Begin Passage to read

Published 2 August 2011

An Oklahoma woman has sparked a federal controversy after she refused to renew her driver’s license; in February Beach was pulled over by law enforcement officials in Norman, Oklahoma and ticketed for driving with an expired license and she is now fighting that ticket as part of a larger campaign against REAL ID

An Oklahoma woman has sparked a federal controversy after she refused to renew her driver’s license.

Kaye Beach has chosen not to renew her driver’s license in protest of new federal ID requirements under the REAL ID Act, which outlines more stringent standards for state ID cards.

In particular some civil liberties groups have become incensed over the law’s provision which require that all state IDs use high-resolution photos and fingerprints for potential biometric identification. Many groups say that these rules will create a national ID which Beach says are the “hallmark of a totalitarian society.” She also believes that sharing biometric information with the government is a violation of her constitutional rights, which is why she refused to update her license.

End Passage to read
Begin Dataset excerpt

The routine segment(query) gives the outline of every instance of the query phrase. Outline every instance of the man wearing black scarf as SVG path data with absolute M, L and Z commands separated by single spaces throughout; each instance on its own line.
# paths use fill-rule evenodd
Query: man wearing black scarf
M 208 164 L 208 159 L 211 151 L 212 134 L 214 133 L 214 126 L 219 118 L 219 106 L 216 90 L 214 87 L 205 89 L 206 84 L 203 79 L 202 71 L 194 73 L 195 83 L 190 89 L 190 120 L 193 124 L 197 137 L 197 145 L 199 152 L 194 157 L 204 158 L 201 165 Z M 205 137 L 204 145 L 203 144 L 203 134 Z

End Dataset excerpt

*Requirements*:
1. In the article about the driver's license protest, what are the answers to these questions?
(a) In which city was Beach pulled over in February?
(b) What was she ticketed for?
(c) What does the law's provision require all state IDs to use?
2. Could you turn the paragraph of the driver's license protest article that begins "In particular some civil liberties groups" into a short list that keeps its main facts?
3. Can you reproduce the part of the driver's license protest article starting with "Kaye Beach has" and going on through "to update her license."?

*Solutions below*:
1.
(a) Norman, Oklahoma
(b) Driving with an expired license
(c) High-resolution photos and fingerprints for potential biometric identification

2.
- Some civil liberties groups are incensed by the law's provision requiring all state IDs to use high-resolution photos and fingerprints for potential biometric identification.
- Many groups say these rules will create a national ID, which Beach calls the "hallmark of a totalitarian society."
- Beach believes sharing biometric information with the government violates her constitutional rights, which is why she refused to update her license.

3.
Kaye Beach has chosen not to renew her driver’s license in protest of new federal ID requirements under the REAL ID Act, which outlines more stringent standards for state ID cards.

In particular some civil liberties groups have become incensed over the law’s provision which require that all state IDs use high-resolution photos and fingerprints for potential biometric identification. Many groups say that these rules will create a national ID which Beach says are the “hallmark of a totalitarian society.” She also believes that sharing biometric information with the government is a violation of her constitutional rights, which is why she refused to update her license.